They, therefore, made the decision to delay the rollout of their vaccine in Europe and to pause vaccinations in all Janssen (the vaccine arm of J&J) Covid vaccine clinical trials, while they update guidance for investigators and participants.
Framing the 'pause' as positive
Professor Wolfgang Preiser, the head of the medical virology department of pathology at Stellenbosch University, said it was unfortunately "another one of those lose-lose situations" – that if inoculations were to continue, scientists and officials would be accused of risking people's lives, but that, on the other hand, a temporary suspension would end up delaying immunisation, which desperately needs to move ahead as quickly as possible.
However, the fact that these cases were found is comforting, although the challenge will be to frame this pause as something positive, said Preiser.
"I find it good that the systems seem to be working: the cases were found and the possible link is being investigated. This is as it should be and is very comforting.
"People will probably see it as something negative, especially if they are skeptical about the vaccine in any case. While I still hear the odd person claiming they do not know anyone who had Covid-19 badly or died from it, most people, like myself, have witnessed its potentially devastating effects first- or second-hand.
"Looking at colleagues, staff, neighbours and friends that succumbed, and their mourning relatives, I encourage all my friends to get vaccinated when they have a chance to – like I did," he advised.
Understanding the risk
As for whether we should be overly concerned about receiving the vaccine going forward, Preiser said: "It comes down to a small risk of serious illness due to the vaccine (yet to be confirmed) versus delaying the immunisation of susceptible people (which is risky for them and for their contacts).
"On balance, and based on what is known so far, I would argue for continuing the use of the J&J vaccine while informing recipients of the small risk, what they should look out for, and ensuring that any cases are recognised and treated promptly and well."
'One in a million complication'
Sanne weighed in, saying that if the news has fuelled vaccine hesitancy, he would remind everyone that in those people who do develop Covid, the disease caused by SARS-CoV-2, 16.5% develop coagulation abnormalities. And in those who die due to the disease, post-mortem results indicate that a certain number of cases have had clotting in the lungs.
☆ ☆ ☆ ☆ ☆ ☆ ☆
● **Tasks to complete**
1. Reproduce the passage on the J&J vaccine pause word for word, from "Understanding the risk" to "for their contacts).".
2. Continue the passage on the J&J vaccine pause, starting after its final sentence.

● **Data records**
☆ ☆ ☆ ☆ ☆ ☆ ☆
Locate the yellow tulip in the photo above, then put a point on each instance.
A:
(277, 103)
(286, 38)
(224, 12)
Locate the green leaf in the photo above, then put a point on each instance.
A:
☆ ☆ ☆ ☆ ☆ ☆ ☆
● **Written answers**
1.
Understanding the risk
As for whether we should be overly concerned about receiving the vaccine going forward, Preiser said: "It comes down to a small risk of serious illness due to the vaccine (yet to be confirmed) versus delaying the immunisation of susceptible people (which is risky for them and for their contacts).

2.
"In my view, this is a rare, one in a million, complication in vaccines that are targeting severe disease. We need to be very careful with the vaccines, but I think that we don't have a choice but to move forward with the vaccination programme," he said.
Preiser echoed these thoughts, saying: "One has to keep in mind that the risk appears to be extremely small: one in a million or thereabout.
"It is absolutely expected that such small risks (assuming that there is a causal relationship with the vaccine, which has yet to be proven) are only found once a product (the same goes for drugs – side-effects kill tens of thousands every year, yet one does not usually hear about it) is used at large scale."
Fortunately, the few people who do end up developing the blood clots can be treated.
Professor Linda-Gail Bekker, co-lead investigator of South Africa's Sisonke Covid-19 vaccine trial, told Health24 that doctors are being cautioned against using heparin, a common blood thinner, but that there is an immune globulin treatment that can be used.
"We are trying to make sure that these protocols are widely known. This is available commercially and can be used to treat individuals with the problem," she said.
If you have received the vaccine and experience a severe headache, abdominal pain, leg pain or shortness of breath within three weeks after your vaccination, you should consult a doctor, Bekker advised.